**Short exercise**
Please rescale the items from the start of the records through the line holding "[(102, 1162), (109, 1217), (683, 1217), (658, 1075)]", inclusive, giving every line again with the requests and their format samples unchanged. Multiply each coordinate in the answers by 1.4 and round it to a whole number, with halves rounded up.

================

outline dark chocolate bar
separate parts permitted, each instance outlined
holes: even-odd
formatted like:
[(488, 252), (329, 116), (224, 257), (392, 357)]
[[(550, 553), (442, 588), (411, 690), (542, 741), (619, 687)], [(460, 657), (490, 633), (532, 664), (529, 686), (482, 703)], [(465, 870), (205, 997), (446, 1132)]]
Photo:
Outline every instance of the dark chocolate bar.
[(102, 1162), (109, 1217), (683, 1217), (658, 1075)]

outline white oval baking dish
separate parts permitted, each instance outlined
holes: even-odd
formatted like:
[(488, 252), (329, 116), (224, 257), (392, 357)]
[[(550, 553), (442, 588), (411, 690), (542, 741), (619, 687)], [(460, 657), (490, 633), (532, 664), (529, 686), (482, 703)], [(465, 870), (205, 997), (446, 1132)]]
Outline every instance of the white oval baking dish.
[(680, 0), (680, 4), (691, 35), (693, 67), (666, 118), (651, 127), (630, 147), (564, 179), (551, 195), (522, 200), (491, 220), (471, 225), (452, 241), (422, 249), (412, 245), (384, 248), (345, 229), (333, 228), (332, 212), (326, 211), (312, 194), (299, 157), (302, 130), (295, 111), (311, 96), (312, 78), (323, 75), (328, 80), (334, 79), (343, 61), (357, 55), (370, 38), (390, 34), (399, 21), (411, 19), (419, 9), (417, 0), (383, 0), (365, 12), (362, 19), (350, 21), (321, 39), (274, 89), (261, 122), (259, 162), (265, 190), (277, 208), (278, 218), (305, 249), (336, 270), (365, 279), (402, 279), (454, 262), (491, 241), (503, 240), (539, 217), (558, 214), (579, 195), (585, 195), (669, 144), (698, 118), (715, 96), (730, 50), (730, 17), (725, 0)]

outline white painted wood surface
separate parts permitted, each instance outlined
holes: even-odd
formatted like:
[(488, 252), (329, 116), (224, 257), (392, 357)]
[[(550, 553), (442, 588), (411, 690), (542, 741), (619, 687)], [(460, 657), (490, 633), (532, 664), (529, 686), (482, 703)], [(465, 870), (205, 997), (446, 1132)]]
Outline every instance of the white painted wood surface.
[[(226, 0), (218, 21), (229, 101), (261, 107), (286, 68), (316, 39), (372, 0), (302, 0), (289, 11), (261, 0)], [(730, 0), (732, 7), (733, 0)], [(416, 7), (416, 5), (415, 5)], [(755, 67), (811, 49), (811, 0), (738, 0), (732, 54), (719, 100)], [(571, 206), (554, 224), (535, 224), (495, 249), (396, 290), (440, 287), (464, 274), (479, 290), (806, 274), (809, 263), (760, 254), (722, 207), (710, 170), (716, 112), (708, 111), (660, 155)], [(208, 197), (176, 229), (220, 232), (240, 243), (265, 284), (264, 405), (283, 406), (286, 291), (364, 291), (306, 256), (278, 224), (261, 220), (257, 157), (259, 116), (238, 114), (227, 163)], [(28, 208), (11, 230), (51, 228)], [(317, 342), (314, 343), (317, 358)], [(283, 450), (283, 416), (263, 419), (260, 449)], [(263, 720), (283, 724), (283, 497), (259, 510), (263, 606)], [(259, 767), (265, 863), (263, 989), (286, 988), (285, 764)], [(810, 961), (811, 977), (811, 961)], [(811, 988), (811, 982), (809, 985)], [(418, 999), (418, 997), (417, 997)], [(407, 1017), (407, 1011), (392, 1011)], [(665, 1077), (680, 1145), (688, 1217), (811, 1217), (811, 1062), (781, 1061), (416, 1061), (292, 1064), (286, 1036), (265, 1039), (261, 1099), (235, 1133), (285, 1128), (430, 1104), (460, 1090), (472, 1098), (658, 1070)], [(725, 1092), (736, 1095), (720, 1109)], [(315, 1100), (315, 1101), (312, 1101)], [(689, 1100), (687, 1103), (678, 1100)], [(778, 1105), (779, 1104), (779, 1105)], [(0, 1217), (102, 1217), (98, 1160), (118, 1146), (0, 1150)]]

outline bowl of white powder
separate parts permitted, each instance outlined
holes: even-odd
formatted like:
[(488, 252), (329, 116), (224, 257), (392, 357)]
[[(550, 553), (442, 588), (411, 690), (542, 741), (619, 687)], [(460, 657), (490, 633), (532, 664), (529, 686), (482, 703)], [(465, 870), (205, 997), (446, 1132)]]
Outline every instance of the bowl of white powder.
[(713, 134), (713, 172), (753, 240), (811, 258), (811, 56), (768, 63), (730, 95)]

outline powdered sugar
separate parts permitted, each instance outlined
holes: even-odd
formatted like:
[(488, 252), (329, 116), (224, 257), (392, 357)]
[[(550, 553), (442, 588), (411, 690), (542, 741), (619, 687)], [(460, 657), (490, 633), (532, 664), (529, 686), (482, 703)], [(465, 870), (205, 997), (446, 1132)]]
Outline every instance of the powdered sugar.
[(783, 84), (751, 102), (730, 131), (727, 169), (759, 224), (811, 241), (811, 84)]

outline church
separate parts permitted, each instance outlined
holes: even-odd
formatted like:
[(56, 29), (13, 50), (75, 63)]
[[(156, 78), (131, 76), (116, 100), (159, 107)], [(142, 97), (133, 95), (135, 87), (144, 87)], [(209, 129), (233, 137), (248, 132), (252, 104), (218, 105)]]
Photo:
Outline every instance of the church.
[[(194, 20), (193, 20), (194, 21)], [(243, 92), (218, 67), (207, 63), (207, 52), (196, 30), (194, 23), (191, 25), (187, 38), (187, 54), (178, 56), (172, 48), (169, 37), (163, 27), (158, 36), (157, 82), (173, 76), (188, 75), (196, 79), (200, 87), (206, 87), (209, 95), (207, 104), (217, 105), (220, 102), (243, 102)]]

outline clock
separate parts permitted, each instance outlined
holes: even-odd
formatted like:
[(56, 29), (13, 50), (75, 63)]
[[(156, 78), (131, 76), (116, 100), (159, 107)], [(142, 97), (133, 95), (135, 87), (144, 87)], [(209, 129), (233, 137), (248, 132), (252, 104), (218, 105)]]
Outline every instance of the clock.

================

**Response to the task**
outline dark chocolate bar
separate parts permitted, each instance outlined
holes: even-odd
formatted like:
[(488, 252), (329, 116), (224, 257), (392, 357)]
[[(550, 553), (442, 588), (411, 690), (542, 741), (619, 687)], [(460, 657), (490, 633), (532, 664), (529, 686), (482, 703)], [(465, 870), (205, 997), (446, 1132)]]
Photo:
Outline every instance of the dark chocolate bar.
[(143, 1627), (153, 1704), (956, 1704), (921, 1505)]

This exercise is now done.